Nothing in the records may be left out; restate them word for word.

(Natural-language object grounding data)
◆ ◆ ◆
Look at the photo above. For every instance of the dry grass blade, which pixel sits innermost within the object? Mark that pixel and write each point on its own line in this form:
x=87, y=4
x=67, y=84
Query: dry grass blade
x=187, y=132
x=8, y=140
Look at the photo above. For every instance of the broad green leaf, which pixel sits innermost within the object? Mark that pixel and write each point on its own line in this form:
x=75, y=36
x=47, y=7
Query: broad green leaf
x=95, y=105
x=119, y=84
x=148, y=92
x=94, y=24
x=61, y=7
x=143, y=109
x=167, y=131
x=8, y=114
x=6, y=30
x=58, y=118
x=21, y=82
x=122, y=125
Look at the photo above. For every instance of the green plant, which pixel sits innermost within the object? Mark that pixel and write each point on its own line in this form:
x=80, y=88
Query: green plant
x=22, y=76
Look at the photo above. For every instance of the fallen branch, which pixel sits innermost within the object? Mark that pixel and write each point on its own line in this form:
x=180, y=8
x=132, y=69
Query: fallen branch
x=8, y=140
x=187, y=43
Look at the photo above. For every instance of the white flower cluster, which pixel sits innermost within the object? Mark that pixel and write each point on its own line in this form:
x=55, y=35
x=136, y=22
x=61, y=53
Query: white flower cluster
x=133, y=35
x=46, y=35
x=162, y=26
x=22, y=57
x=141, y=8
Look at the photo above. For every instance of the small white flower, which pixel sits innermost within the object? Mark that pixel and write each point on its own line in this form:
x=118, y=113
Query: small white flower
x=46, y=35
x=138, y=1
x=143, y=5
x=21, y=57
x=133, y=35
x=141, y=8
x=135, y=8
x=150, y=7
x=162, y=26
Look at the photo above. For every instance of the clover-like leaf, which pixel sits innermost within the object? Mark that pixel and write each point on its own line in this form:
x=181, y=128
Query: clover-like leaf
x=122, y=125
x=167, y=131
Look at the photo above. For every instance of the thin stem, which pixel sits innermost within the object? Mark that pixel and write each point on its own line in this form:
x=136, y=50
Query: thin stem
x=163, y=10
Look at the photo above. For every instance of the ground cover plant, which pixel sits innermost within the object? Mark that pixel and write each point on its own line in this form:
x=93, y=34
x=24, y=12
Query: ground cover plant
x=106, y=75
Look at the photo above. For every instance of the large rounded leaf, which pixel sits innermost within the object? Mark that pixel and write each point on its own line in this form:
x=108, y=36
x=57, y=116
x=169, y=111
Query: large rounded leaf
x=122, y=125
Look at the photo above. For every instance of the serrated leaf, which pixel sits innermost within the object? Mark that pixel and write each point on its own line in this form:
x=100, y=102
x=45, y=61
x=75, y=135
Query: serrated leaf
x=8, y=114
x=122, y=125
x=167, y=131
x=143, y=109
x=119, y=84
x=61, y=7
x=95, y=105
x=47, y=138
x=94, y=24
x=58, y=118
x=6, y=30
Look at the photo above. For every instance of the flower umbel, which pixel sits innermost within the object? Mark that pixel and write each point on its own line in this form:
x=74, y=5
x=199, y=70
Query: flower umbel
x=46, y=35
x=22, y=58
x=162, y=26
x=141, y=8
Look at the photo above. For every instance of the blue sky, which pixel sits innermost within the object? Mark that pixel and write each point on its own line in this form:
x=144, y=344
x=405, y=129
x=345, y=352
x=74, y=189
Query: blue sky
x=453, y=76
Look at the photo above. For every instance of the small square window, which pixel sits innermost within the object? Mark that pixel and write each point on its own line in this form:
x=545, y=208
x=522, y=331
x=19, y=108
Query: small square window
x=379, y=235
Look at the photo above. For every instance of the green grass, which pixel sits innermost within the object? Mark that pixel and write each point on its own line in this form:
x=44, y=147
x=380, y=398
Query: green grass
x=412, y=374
◆ ◆ ◆
- [Answer for this exercise]:
Look at the photo above. For every instance of the dry grass blade, which pixel sits innermost within the object? Mark that pixel and write each point on its own line in this form:
x=87, y=4
x=67, y=84
Query: dry grass blade
x=187, y=132
x=8, y=140
Look at the photo above. For every instance of the broad green leaf, which pixel sits innermost within the object? Mark that pixel and write each point on its own line in this form:
x=75, y=36
x=47, y=7
Query: broad green leaf
x=95, y=105
x=119, y=84
x=148, y=92
x=94, y=24
x=61, y=7
x=143, y=109
x=167, y=131
x=8, y=114
x=6, y=30
x=58, y=118
x=21, y=82
x=122, y=125
Look at the photo above. For every instance of the green plant, which pixel sits innermost within the object? Mark that pixel and write each point on its own line in this form:
x=80, y=88
Query: green plant
x=22, y=76
Look at the photo above. For every instance of the fallen branch, which pixel sits innermost within the object? Mark that pixel and write each point on its own line in this form:
x=180, y=8
x=132, y=69
Query: fallen branch
x=8, y=140
x=187, y=43
Look at the photo above. For every instance of the white flower cluster, which pixel sits innermost within the object? Mark that pixel and write each point on its own line in this form:
x=55, y=35
x=136, y=22
x=61, y=53
Query: white flower cluster
x=133, y=35
x=46, y=35
x=162, y=26
x=22, y=57
x=141, y=8
Look at the photo above. For every instance of the small white flower, which pixel sits innermost within the object? Mark that pixel and write each point on its own line in this form:
x=118, y=113
Query: small white flower
x=46, y=35
x=138, y=1
x=143, y=5
x=21, y=57
x=133, y=35
x=141, y=8
x=135, y=8
x=150, y=7
x=162, y=26
Look at the photo above. For every instance of the clover-like leaf, which pixel sits innermost within the object? Mark that pixel and write each point on its own line in this form:
x=181, y=128
Query: clover-like leaf
x=122, y=125
x=167, y=131
Look at the photo above. For every instance of the thin stem, which pixel sits innermost within the object? Mark that pixel and write each point on its own line in this form:
x=136, y=50
Query: thin stem
x=163, y=10
Look at the photo above. For every instance of the ground cover plant, which pixel sits innermost within the object? Mark that pixel and write each point on its own line in this form:
x=93, y=34
x=24, y=12
Query: ground cover plant
x=106, y=75
Look at the photo above. For every instance of the large rounded leaf, which pixel sits innermost within the object? Mark that pixel and write each point on its own line in this form:
x=108, y=36
x=57, y=116
x=169, y=111
Query: large rounded leaf
x=122, y=125
Look at the photo above. For every instance of the serrated leaf, which pixel sits innermost within the object? Mark that pixel and write each point on its own line in this form:
x=100, y=102
x=45, y=61
x=75, y=135
Query: serrated leaf
x=8, y=114
x=122, y=125
x=167, y=131
x=143, y=109
x=119, y=84
x=61, y=7
x=95, y=105
x=47, y=138
x=94, y=24
x=58, y=118
x=6, y=30
Look at the photo above. For every instance of the flower umbel, which pixel sits innermost within the object? Mark that pixel and write each point on its own line in this form:
x=74, y=5
x=199, y=70
Query: flower umbel
x=46, y=35
x=22, y=58
x=162, y=26
x=141, y=8
Look at the photo above. For every instance of the blue sky, which pixel sits innermost within the object? Mark that pixel and write each point on its own line in this form:
x=144, y=344
x=405, y=129
x=345, y=352
x=74, y=189
Query: blue sky
x=453, y=76
Look at the photo above. For every instance of the small square window, which pixel sits innermost within the object? Mark that pixel and write each point on its own line in this form:
x=545, y=208
x=522, y=331
x=19, y=108
Query: small square window
x=379, y=235
Look at the photo above. For every instance of the green grass, which pixel sits innermost within the object? Mark that pixel and write each point on its own line in this form:
x=44, y=147
x=380, y=398
Query: green grass
x=412, y=374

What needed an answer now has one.